** Start Material for this task **

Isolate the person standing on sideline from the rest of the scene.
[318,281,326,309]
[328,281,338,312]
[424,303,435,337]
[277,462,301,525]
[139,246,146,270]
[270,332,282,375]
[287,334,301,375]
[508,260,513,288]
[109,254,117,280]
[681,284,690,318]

** End Material for this task **

Task description - Pull every line out of the records above and reproduce each one unchanged.

Output -
Isolate the person standing on sideline from the rest of the scene.
[318,281,326,309]
[328,281,338,312]
[424,303,435,337]
[277,462,301,525]
[139,246,146,270]
[270,332,282,375]
[287,334,301,375]
[508,260,513,288]
[109,254,117,280]
[681,284,690,318]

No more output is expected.